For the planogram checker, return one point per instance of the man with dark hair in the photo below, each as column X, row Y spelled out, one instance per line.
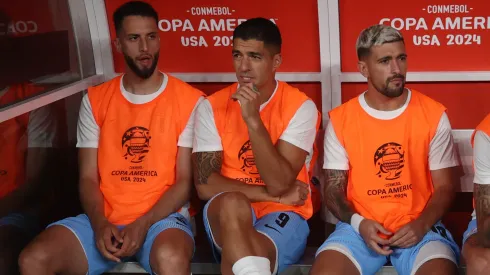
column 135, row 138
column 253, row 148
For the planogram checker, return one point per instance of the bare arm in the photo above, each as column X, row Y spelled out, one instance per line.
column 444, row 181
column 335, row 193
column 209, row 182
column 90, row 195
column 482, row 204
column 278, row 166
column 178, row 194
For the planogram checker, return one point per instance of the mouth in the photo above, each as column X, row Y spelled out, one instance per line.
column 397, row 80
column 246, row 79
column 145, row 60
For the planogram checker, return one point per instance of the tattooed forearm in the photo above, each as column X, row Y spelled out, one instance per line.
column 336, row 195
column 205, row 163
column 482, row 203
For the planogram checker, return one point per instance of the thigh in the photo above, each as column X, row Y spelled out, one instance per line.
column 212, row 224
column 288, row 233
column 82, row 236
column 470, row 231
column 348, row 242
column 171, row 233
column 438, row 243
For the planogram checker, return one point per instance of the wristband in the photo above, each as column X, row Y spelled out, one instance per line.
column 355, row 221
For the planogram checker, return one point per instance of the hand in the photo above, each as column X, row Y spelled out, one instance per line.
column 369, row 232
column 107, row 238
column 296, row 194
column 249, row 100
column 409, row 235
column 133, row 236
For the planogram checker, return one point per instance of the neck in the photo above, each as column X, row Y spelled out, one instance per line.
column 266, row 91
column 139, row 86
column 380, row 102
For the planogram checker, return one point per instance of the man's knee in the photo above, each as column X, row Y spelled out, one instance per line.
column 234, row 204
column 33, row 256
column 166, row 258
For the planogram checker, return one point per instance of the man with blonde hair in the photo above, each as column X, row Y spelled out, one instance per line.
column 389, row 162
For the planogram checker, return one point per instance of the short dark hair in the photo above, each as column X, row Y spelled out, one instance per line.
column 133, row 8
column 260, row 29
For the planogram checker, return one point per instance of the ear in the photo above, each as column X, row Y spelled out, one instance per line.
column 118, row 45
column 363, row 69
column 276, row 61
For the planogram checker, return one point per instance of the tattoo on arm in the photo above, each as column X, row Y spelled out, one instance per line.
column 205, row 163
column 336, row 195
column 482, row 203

────────────────

- **STATED PROBLEM**:
Rename "planogram checker" to "shelf audit tool" throughout the rows from the start through the line with "column 133, row 236", and write those lines out again with nothing else altered. Omit the pictures.

- **COMPLETE ANSWER**:
For the shelf audit tool, return one point per instance of the man with dark hair in the photo below, each as column X, row Y spelled out, one instance per line.
column 135, row 138
column 253, row 148
For the shelf audit tool, return one point per instance of the bare arm in the photo above, each as column X, row Y spelled out, one instance per line.
column 444, row 181
column 335, row 193
column 209, row 182
column 90, row 195
column 482, row 204
column 278, row 166
column 178, row 194
For the shelf audit tool, return one point per instance of the mouth in the photo above, each as column X, row Y spelled out, one instance per line.
column 397, row 80
column 246, row 79
column 145, row 60
For the shelf audit tool, return one point per instance of the tattooed forearm in the photo above, each as column X, row Y spelled out, one instance per line.
column 336, row 195
column 205, row 163
column 482, row 203
For the shelf audit tool, return one point per instance of the thigh in the photo above, each as column X, row Y spelled out, one instance per line.
column 212, row 224
column 288, row 233
column 82, row 236
column 470, row 231
column 348, row 242
column 171, row 233
column 438, row 243
For the shelf audit tool, return one point per instance of the wristband in the photo above, each as column X, row Y spelled out, one instance per line.
column 355, row 221
For the shelf audit tool, return one point per instance of the hand in the photo above, each as column X, row Y spelled out, one instance per line.
column 369, row 232
column 107, row 238
column 296, row 194
column 249, row 100
column 409, row 235
column 133, row 236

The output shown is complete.